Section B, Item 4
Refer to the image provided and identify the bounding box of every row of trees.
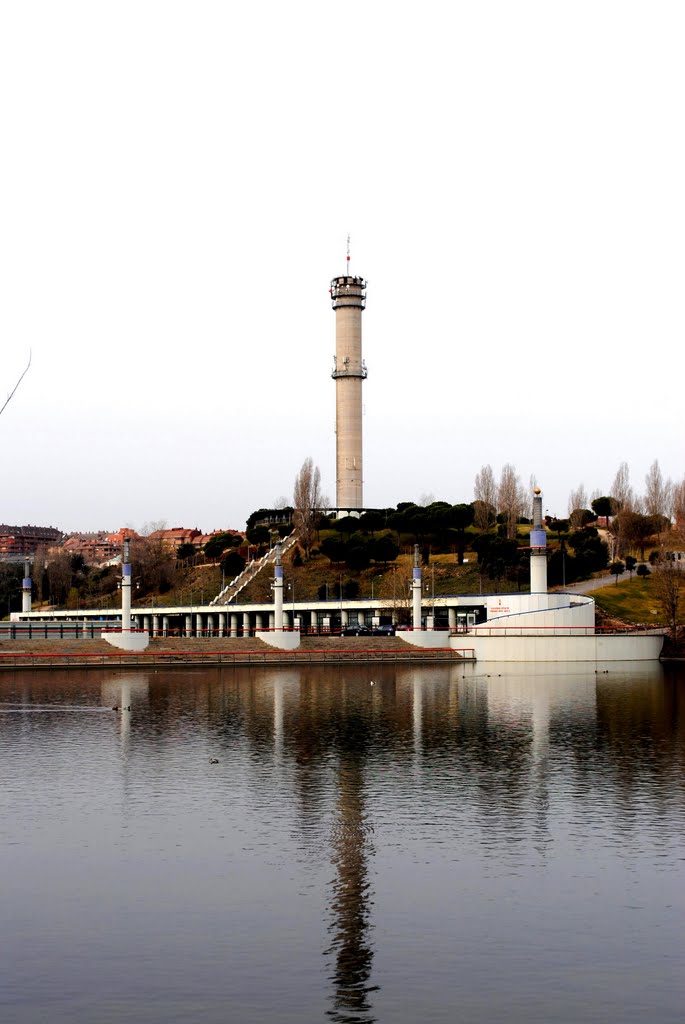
[568,459,685,524]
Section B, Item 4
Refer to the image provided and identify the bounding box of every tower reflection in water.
[328,731,377,1024]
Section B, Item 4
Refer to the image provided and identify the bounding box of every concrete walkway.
[0,637,461,671]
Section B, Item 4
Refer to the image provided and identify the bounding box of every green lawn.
[589,575,671,626]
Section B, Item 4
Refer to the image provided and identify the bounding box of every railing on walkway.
[209,530,297,606]
[0,647,466,670]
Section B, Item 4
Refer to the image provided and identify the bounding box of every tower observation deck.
[331,275,367,509]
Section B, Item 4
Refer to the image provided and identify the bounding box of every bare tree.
[293,457,323,558]
[568,483,588,529]
[473,466,497,530]
[671,479,685,548]
[644,459,673,519]
[652,549,683,640]
[611,462,635,515]
[497,463,525,540]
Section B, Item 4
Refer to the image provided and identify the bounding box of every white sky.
[0,0,685,530]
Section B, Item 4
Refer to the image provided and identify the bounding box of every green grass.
[590,575,671,626]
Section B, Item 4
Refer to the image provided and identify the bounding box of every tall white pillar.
[121,538,131,633]
[273,542,283,632]
[530,487,547,594]
[22,558,31,611]
[412,544,421,630]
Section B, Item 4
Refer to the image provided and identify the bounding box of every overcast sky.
[0,0,685,531]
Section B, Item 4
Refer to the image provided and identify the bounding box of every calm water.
[0,666,685,1024]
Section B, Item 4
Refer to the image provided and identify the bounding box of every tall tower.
[530,487,547,594]
[331,264,367,509]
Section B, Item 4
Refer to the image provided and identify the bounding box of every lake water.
[0,665,685,1024]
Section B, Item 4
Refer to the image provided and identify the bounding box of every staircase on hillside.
[209,530,297,604]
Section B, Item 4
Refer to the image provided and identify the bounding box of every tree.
[644,459,673,518]
[568,483,588,529]
[671,480,685,547]
[176,544,197,562]
[131,537,178,596]
[293,458,323,560]
[221,551,245,580]
[319,537,347,564]
[611,462,635,515]
[359,509,385,537]
[369,534,399,565]
[651,551,683,640]
[609,561,626,587]
[345,539,371,572]
[203,531,236,561]
[568,526,609,575]
[473,466,498,532]
[590,496,613,519]
[497,463,525,540]
[448,505,475,565]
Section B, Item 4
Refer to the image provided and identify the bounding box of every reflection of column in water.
[486,664,596,853]
[100,672,149,753]
[412,673,423,760]
[328,751,378,1024]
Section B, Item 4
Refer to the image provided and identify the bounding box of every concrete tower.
[331,264,367,509]
[530,487,547,594]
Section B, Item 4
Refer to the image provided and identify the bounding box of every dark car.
[341,626,372,637]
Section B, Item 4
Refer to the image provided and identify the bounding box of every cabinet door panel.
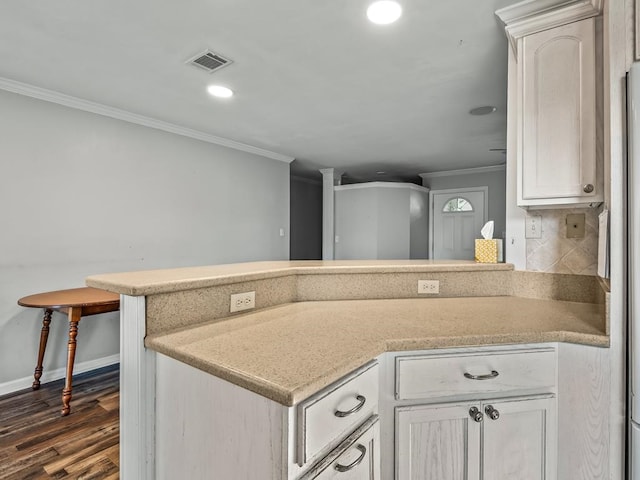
[482,398,555,480]
[396,404,480,480]
[519,18,601,201]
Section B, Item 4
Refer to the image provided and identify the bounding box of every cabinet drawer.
[297,363,380,466]
[300,416,380,480]
[396,348,556,400]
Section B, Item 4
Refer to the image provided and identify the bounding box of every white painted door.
[396,404,481,480]
[429,187,488,260]
[482,398,556,480]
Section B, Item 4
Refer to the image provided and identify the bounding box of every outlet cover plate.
[567,213,585,238]
[418,280,440,295]
[229,292,256,313]
[524,215,542,238]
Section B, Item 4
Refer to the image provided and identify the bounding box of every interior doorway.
[429,187,489,260]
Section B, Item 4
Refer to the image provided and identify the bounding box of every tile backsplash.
[527,208,600,275]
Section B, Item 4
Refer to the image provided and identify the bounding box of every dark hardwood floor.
[0,366,119,480]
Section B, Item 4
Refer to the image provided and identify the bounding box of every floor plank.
[0,365,120,480]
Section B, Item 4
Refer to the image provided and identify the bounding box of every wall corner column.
[320,168,342,260]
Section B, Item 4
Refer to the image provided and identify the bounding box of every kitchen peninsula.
[87,261,609,480]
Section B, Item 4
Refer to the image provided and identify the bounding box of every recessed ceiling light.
[367,0,402,25]
[469,105,497,115]
[207,85,233,98]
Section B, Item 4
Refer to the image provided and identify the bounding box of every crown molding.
[496,0,604,53]
[419,165,507,178]
[333,182,429,193]
[0,77,294,163]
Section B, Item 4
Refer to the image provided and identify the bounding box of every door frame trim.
[429,185,489,259]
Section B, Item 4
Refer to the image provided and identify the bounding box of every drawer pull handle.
[464,370,500,380]
[333,444,367,473]
[334,395,367,418]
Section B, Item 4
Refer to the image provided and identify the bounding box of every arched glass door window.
[442,197,473,213]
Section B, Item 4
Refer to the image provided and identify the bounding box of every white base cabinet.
[153,344,610,480]
[396,397,556,480]
[155,354,380,480]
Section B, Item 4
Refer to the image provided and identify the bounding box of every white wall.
[334,186,378,260]
[0,91,289,392]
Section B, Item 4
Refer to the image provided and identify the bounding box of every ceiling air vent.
[187,50,233,73]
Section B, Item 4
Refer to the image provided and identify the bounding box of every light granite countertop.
[145,296,609,406]
[86,260,513,296]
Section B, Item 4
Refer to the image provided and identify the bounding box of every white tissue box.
[475,238,503,263]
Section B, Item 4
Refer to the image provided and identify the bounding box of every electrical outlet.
[524,215,542,238]
[565,213,585,238]
[418,280,440,295]
[229,292,256,313]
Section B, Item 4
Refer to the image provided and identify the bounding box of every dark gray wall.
[289,175,322,260]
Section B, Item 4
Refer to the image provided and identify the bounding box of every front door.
[429,187,488,260]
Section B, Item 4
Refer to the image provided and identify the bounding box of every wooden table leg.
[31,308,53,390]
[62,307,82,416]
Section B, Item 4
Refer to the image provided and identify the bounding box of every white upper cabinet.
[496,0,604,208]
[517,18,602,206]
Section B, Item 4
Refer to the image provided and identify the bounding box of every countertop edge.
[145,330,610,407]
[85,262,514,296]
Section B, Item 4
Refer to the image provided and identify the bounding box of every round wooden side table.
[18,287,120,416]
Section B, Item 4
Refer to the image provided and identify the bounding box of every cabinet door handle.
[484,405,500,420]
[464,370,500,380]
[333,444,367,473]
[334,395,367,418]
[469,407,484,423]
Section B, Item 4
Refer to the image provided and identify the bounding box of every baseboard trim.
[0,353,120,395]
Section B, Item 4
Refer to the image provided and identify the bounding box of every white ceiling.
[0,0,515,180]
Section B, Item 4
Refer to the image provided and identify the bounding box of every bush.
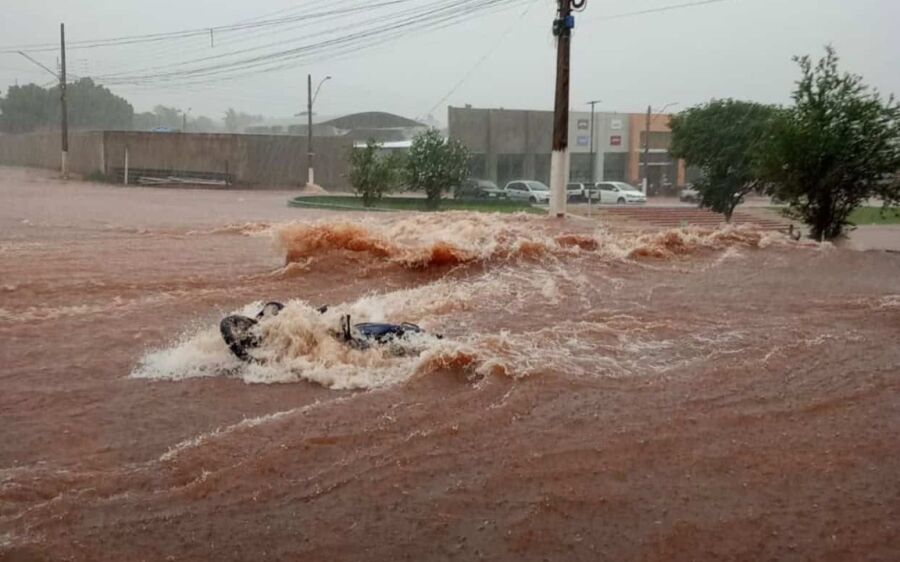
[403,129,469,209]
[349,139,397,207]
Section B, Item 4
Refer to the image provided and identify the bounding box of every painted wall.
[0,131,353,189]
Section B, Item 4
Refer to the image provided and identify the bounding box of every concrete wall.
[448,107,630,183]
[0,131,353,189]
[0,131,103,174]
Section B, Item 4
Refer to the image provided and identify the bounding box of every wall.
[0,131,353,189]
[0,131,103,174]
[628,113,685,190]
[448,107,630,185]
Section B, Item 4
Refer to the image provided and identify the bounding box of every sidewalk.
[837,224,900,252]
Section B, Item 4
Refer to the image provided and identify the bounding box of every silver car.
[597,181,647,205]
[503,180,550,203]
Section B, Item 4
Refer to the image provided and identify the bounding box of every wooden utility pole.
[550,0,586,217]
[59,23,69,178]
[641,105,653,195]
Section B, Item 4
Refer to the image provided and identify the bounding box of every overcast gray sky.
[0,0,900,122]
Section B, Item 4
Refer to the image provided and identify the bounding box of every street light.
[181,107,191,133]
[588,100,603,182]
[306,74,331,185]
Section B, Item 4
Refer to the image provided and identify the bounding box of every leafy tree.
[403,129,469,209]
[350,139,397,207]
[760,46,900,240]
[670,99,777,222]
[0,78,134,133]
[0,84,51,133]
[224,107,263,133]
[49,78,134,130]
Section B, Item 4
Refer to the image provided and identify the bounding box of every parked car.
[503,180,550,203]
[597,181,647,205]
[678,184,700,203]
[566,183,597,202]
[453,178,506,199]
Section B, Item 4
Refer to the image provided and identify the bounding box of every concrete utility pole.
[641,105,653,195]
[588,100,603,183]
[59,23,69,178]
[550,0,587,217]
[306,74,316,185]
[306,74,331,185]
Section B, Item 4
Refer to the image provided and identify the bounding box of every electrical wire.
[585,0,730,21]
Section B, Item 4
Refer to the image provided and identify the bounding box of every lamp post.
[306,74,331,185]
[588,100,603,182]
[181,107,191,133]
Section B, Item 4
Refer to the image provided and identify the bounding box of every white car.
[597,181,647,205]
[566,183,597,203]
[503,180,550,203]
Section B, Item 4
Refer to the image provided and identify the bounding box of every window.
[497,154,525,183]
[639,131,672,150]
[601,152,628,181]
[569,152,591,182]
[469,154,487,178]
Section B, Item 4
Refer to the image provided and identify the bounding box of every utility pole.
[306,74,316,185]
[59,23,69,179]
[588,100,603,183]
[550,0,587,218]
[641,105,653,195]
[302,74,331,185]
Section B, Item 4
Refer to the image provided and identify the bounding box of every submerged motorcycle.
[219,302,442,363]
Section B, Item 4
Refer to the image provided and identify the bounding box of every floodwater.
[0,169,900,561]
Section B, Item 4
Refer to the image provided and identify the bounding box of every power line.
[426,1,535,115]
[585,0,730,21]
[87,0,521,84]
[0,0,413,53]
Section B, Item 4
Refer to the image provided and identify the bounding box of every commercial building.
[448,106,685,194]
[243,111,428,142]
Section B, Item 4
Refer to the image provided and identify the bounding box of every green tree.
[0,84,51,133]
[0,78,134,133]
[403,129,469,209]
[670,99,777,222]
[56,78,134,130]
[760,46,900,240]
[350,139,397,207]
[223,107,263,133]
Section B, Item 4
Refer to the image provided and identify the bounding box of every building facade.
[448,106,684,194]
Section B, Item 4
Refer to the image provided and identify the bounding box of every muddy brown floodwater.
[0,169,900,561]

Given task
Turn everything from the start of the records down to and including the line "[328,731,377,1024]" into a JSON list of strings, one string per line, with blank lines dropped. Leave the pictures out.

Exercise answer
[
  "Section B, Item 4",
  "Refer to the image provided and identify the bounding box of every row of trees.",
  "[568,459,685,524]",
  "Section B, Item 4",
  "Refer to the image provided and identify the bounding box of every tower reflection in water.",
  "[328,731,377,1024]"
]